# WHAT THE EXERCISE ASKS:
Convert every line of the items below into a JSON list of strings, with one string per line and blank lines left out.

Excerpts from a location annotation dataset

####

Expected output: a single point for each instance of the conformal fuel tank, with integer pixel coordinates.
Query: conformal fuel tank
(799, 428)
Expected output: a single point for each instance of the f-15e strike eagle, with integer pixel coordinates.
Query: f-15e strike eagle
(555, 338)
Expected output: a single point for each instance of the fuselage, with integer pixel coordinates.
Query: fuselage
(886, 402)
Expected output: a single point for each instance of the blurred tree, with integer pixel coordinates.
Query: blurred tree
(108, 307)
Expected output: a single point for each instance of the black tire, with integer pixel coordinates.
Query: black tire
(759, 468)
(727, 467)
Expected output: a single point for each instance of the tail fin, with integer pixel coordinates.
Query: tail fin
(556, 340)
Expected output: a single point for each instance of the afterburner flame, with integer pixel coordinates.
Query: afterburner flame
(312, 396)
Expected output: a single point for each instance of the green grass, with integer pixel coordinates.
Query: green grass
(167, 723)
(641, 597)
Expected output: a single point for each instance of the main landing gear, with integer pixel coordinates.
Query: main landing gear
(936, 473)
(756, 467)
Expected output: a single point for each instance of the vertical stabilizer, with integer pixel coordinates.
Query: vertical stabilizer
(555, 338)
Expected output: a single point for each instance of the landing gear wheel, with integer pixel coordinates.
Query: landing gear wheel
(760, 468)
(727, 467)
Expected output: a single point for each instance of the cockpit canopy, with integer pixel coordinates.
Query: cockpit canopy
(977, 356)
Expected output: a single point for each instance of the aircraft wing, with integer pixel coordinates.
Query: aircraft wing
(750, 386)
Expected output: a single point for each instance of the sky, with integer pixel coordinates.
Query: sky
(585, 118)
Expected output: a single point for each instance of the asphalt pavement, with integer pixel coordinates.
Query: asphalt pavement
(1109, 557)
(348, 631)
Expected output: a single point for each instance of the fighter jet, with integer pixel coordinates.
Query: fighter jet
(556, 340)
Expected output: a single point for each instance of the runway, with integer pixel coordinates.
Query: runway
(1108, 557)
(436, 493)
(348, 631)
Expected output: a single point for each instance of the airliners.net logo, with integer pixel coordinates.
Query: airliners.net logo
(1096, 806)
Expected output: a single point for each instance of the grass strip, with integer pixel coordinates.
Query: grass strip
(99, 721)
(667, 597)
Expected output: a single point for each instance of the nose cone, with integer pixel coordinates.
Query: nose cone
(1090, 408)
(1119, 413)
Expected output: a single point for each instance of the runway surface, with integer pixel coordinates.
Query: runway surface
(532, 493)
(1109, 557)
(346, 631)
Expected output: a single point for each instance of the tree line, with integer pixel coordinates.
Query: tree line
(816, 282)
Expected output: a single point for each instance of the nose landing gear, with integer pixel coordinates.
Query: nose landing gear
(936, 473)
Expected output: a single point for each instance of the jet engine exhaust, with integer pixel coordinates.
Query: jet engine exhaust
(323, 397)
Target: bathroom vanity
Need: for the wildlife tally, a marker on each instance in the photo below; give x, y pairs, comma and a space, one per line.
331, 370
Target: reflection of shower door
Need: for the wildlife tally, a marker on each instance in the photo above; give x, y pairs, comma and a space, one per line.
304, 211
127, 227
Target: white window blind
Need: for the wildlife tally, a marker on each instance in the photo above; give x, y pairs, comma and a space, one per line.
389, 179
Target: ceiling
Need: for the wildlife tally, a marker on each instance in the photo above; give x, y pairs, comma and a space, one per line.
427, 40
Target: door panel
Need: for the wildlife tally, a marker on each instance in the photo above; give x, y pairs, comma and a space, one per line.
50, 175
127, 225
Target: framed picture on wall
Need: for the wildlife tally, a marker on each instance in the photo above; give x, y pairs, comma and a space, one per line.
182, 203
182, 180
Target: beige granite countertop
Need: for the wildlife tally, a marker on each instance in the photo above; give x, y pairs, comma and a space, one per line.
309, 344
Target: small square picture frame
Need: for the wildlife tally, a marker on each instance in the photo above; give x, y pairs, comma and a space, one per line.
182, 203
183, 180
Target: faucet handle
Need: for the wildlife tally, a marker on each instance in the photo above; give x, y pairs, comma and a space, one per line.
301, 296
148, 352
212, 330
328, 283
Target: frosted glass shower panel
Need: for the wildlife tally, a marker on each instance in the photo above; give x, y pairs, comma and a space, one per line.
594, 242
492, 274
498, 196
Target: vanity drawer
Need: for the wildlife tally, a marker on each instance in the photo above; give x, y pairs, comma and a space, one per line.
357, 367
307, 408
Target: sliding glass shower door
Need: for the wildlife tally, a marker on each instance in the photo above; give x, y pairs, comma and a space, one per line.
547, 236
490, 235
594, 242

####

# FINAL RESULT:
[
  "Expected output: a single point for each instance of the conformal fuel tank, with integer pixel coordinates.",
  "Query: conformal fuel tank",
  "(799, 428)",
  "Expected output: a single point for each instance of the f-15e strike eagle, with integer pixel coordinates.",
  "Query: f-15e strike eagle",
  "(555, 338)",
  "Expected output: a single point for each instance of the fuselage, with integer pixel coordinates.",
  "Query: fuselage",
  "(886, 402)",
  "Expected output: a single point for each instance of the blurred tree, with integer pixel coordinates.",
  "Query: blurred tree",
  "(108, 307)",
  "Expected output: a single point for each instance of the black tire, with integer pixel coordinates.",
  "Query: black tire",
  "(759, 468)",
  "(727, 467)",
  "Expected output: a single point for each instance of the tail fin, with integer pixel coordinates.",
  "Query: tail fin",
  "(556, 340)",
  "Expected output: a single point for each instance of the afterburner flame, with integer pixel coordinates.",
  "Query: afterburner flame",
  "(312, 396)",
  "Expected output: a single point for each instance of the green grass, with integer pixel coordinates.",
  "Query: green grass",
  "(167, 723)",
  "(641, 597)",
  "Expected output: a single point for each instance of the main landing gear, with integer pixel coordinates.",
  "Query: main landing gear",
  "(936, 473)",
  "(756, 467)",
  "Expected output: a single point for each instance of the vertical stabilizer, with integer pixel coordinates.",
  "Query: vertical stabilizer",
  "(555, 338)",
  "Expected output: a single point for each instance of the landing gear wheel, with integer pixel coordinates.",
  "Query: landing gear wheel",
  "(760, 468)",
  "(727, 467)",
  "Expected output: a single point for each instance of the cockpit canopy, with integer pixel coordinates.",
  "Query: cockpit canopy",
  "(977, 356)",
  "Expected output: a single point for each instance of the aircraft wing, with integer pixel coordinates.",
  "Query: aircraft wing",
  "(750, 386)",
  "Expected output: a single point for each instance of the sky, with integer pixel coordinates.",
  "Query: sky",
  "(585, 118)",
  "Expected output: a single point for each instance of the asphalt pavement, with integer pixel coordinates.",
  "Query: asphalt pavement",
  "(1109, 557)",
  "(348, 631)",
  "Expected output: a single point for each instance of the fighter jet, with integer pixel coordinates.",
  "Query: fighter jet",
  "(556, 340)",
  "Expected output: a single point for each instance of the runway, with integer pixel coordinates.",
  "Query: runway",
  "(1108, 557)",
  "(436, 493)",
  "(348, 631)",
  "Expected output: a single point for each instance of the airliners.net logo, with integer pixel coordinates.",
  "Query: airliners.net logo",
  "(1096, 806)",
  "Expected output: a single point for each instance of the grass strip, with integer pixel coordinates.",
  "Query: grass strip",
  "(99, 721)",
  "(667, 597)",
  "Expected output: a single point for each instance of the nose cone, with integer pixel coordinates.",
  "Query: nose cone",
  "(1090, 408)",
  "(1119, 413)",
  "Expected output: a single point for each instance of the runway surface, with integer pixel coordinates.",
  "Query: runway surface",
  "(532, 493)",
  "(1109, 557)",
  "(346, 631)",
  "Expected output: a single point for each instance of the tree line, with integer pixel coordinates.",
  "Query: tree line",
  "(816, 282)",
  "Expected output: a single point for each instance of the nose landing gear, with integer pixel coordinates.",
  "Query: nose landing gear",
  "(936, 473)",
  "Expected output: a single point for each instance of the jet engine exhaust, with integer pixel coordinates.",
  "Query: jet engine exhaust",
  "(323, 397)",
  "Target: bathroom vanity",
  "Need: for the wildlife tally, a marker on each instance in the photo below; give x, y pairs, comma and a space, one per line.",
  "331, 370",
  "Target: reflection of shower door",
  "Need: for the wildlife tally, a marker on each instance in the photo above; give x, y pairs, comma and a space, one per line.",
  "304, 211",
  "127, 227",
  "Target: white window blind",
  "Need: for the wildlife tally, a marker on each instance in the photo above; give x, y pairs, comma and a space, one per line.",
  "389, 179",
  "Target: ceiling",
  "Need: for the wildlife tally, a marker on each instance in the photo above; give x, y pairs, comma and a space, one per line.",
  "427, 40",
  "Target: door panel",
  "Need: for the wildlife tally, a marker on each instance in the photo above; give x, y pairs, comma and a space, one per line.",
  "50, 175",
  "127, 225",
  "Target: framed picture on wall",
  "Need: for the wildlife tally, a marker on each instance in the photo above; give x, y pairs, comma and a space, one per line.",
  "182, 203",
  "182, 180",
  "Target: beige granite countertop",
  "Need: for the wildlife tally, a marker on each instance in the photo above; give x, y pairs, comma and a space, one per line.",
  "309, 344",
  "Target: small square picture frame",
  "Need: for the wildlife tally, a marker on each instance in the photo above; give x, y pairs, comma and a space, one per line.",
  "182, 203",
  "183, 180",
  "Target: faucet handle",
  "Need: for the wildlife tally, a marker on each instance in the photo above; give x, y pairs, comma and a space, one per line.",
  "301, 296",
  "148, 352",
  "212, 330",
  "328, 283",
  "Target: frosted glass shower panel",
  "Need: for the wildlife tally, a marker on each instance in the photo above; give x, y pairs, comma and a space, one per line.",
  "594, 242",
  "492, 274",
  "498, 196",
  "Target: vanity drawer",
  "Need: for the wildlife tally, a marker on each instance in the photo above; give x, y pairs, comma and a space, one per line.",
  "357, 367",
  "307, 408",
  "Target: sliding glass shower door",
  "Need: for the wildlife tally, a marker on each instance in the photo above; give x, y pairs, comma and a space, one per line.",
  "547, 236",
  "490, 235",
  "594, 242"
]